** Requirement 1 **
In the news article on Chicago's COVID cases, how many new cases per day are 18- to 29-year-olds reporting on average?
** Requirement 2 **
Print the article on children and Chicago's COVID cases word for word, from "Children Now Making" to "city's top doctor.".

** Reading passage **
+ + + +
Children Now Making Up Majority of Chicago's Daily COVID Cases: Top Doc

Children in the youngest age range, however, have reported no hospitalizations or deaths with recent cases, according to the city's data from the last seven days

In the last week, children made up the majority of Chicago's daily COVID cases, data shows, but they are not becoming hospitalized or dying from the virus, according to the city's top doctor.

Recent data indicates those in the infant to 17-year-old age group are now making up the most coronavirus cases in the city when compared to other ages.

Chicago is currently averaging 289 cases per day, based on a seven-day rolling average. Those between the ages of 0 and 17 are reporting 63 average cases per day in the city. The next highest group is 18- to 29-year-olds, who are reporting an average of 59 new cases per day.

Children in the youngest age range, however, have reported no hospitalizations or deaths with recent cases, according to the city's data from the last seven days. Those in the 18- to 29-year-old range reported three hospitalizations, but no deaths.
+ + + +
** Point localization records **
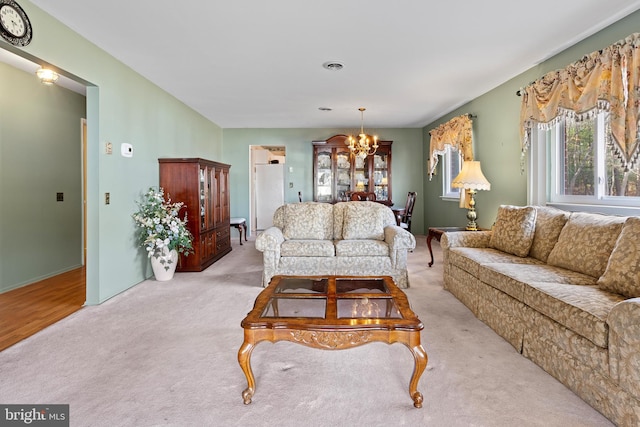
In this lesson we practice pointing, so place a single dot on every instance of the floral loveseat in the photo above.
(348, 238)
(564, 290)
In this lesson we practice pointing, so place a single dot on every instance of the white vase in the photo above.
(164, 265)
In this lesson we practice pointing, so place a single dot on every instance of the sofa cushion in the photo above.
(622, 275)
(306, 248)
(361, 247)
(582, 309)
(512, 279)
(549, 224)
(470, 259)
(308, 221)
(586, 242)
(514, 230)
(362, 221)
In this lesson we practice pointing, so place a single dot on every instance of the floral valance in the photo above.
(456, 133)
(606, 80)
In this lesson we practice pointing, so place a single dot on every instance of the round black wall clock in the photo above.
(14, 23)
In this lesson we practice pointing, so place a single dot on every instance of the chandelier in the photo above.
(361, 145)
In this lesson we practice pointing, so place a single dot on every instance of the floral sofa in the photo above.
(348, 238)
(564, 290)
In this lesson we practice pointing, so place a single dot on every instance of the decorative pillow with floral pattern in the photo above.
(586, 242)
(514, 230)
(622, 275)
(362, 221)
(308, 221)
(549, 224)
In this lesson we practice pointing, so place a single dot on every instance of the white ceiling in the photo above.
(258, 64)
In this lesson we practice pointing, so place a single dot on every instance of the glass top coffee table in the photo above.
(332, 313)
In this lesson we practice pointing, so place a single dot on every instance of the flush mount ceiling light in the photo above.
(333, 65)
(47, 76)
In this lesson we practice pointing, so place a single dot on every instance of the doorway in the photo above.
(59, 280)
(267, 184)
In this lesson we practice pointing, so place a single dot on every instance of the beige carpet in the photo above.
(165, 354)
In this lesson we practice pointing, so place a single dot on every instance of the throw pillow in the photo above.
(308, 221)
(514, 230)
(549, 224)
(586, 242)
(362, 221)
(622, 275)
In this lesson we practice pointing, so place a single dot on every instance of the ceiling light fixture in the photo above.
(361, 146)
(333, 65)
(47, 76)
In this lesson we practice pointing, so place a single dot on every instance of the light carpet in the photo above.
(165, 354)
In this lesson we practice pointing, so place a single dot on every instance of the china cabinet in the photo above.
(203, 186)
(337, 173)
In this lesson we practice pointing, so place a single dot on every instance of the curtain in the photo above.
(456, 133)
(606, 80)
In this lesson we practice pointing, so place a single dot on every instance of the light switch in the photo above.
(126, 150)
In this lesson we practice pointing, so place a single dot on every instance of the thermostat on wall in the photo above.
(126, 150)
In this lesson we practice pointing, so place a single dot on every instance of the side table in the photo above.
(436, 233)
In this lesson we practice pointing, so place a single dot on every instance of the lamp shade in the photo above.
(471, 177)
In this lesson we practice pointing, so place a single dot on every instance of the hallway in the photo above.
(29, 309)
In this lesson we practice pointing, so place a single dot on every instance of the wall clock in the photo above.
(14, 23)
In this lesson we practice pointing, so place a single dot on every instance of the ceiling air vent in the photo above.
(333, 65)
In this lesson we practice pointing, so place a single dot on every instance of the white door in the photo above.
(269, 187)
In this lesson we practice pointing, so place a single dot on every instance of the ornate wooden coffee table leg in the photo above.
(244, 358)
(420, 357)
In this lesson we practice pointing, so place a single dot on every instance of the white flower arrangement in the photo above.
(160, 227)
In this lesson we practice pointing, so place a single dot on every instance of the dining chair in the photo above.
(404, 215)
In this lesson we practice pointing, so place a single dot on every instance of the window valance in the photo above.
(456, 133)
(606, 80)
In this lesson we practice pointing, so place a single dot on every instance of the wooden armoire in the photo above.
(203, 186)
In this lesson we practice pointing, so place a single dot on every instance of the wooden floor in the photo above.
(29, 309)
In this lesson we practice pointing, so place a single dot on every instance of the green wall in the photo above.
(497, 139)
(122, 106)
(406, 158)
(40, 155)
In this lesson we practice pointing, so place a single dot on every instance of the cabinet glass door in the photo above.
(203, 198)
(343, 172)
(324, 177)
(361, 174)
(381, 176)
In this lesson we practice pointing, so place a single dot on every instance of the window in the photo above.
(451, 165)
(581, 167)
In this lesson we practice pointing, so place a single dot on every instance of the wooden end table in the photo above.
(332, 313)
(436, 233)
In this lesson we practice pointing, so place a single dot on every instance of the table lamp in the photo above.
(471, 180)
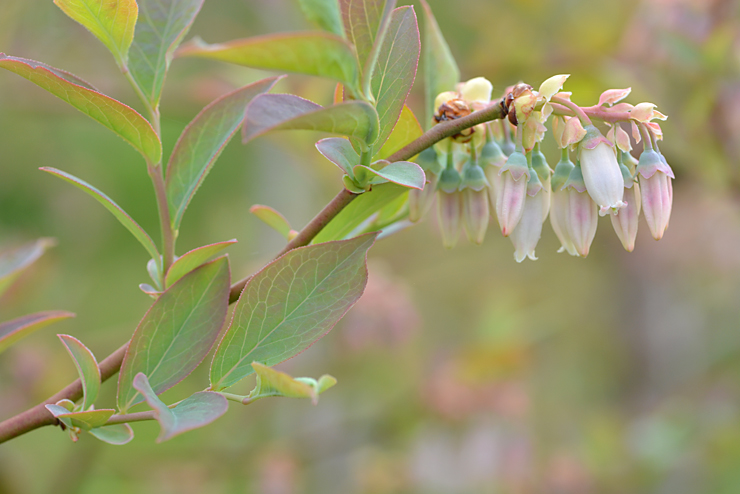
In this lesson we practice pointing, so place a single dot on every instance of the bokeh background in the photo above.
(459, 371)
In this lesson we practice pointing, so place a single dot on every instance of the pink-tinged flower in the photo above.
(656, 191)
(513, 191)
(560, 206)
(529, 228)
(625, 223)
(601, 173)
(449, 210)
(581, 218)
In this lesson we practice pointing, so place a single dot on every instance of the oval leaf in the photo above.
(395, 70)
(269, 112)
(323, 13)
(273, 219)
(14, 261)
(440, 69)
(289, 304)
(358, 211)
(12, 331)
(119, 118)
(312, 53)
(84, 420)
(121, 215)
(403, 173)
(407, 129)
(177, 332)
(117, 434)
(87, 369)
(196, 411)
(161, 27)
(340, 152)
(191, 260)
(201, 143)
(112, 22)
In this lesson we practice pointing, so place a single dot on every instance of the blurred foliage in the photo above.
(459, 372)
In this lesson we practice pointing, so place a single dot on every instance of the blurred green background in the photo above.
(459, 372)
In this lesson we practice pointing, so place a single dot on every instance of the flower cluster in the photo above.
(498, 168)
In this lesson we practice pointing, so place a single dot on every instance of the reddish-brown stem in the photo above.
(38, 416)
+ + + +
** Your response 1 **
An average of 59 new cases per day.

** Your response 2 **
Children Now Making Up Majority of Chicago's Daily COVID Cases: Top Doc

Children in the youngest age range, however, have reported no hospitalizations or deaths with recent cases, according to the city's data from the last seven days

In the last week, children made up the majority of Chicago's daily COVID cases, data shows, but they are not becoming hospitalized or dying from the virus, according to the city's top doctor.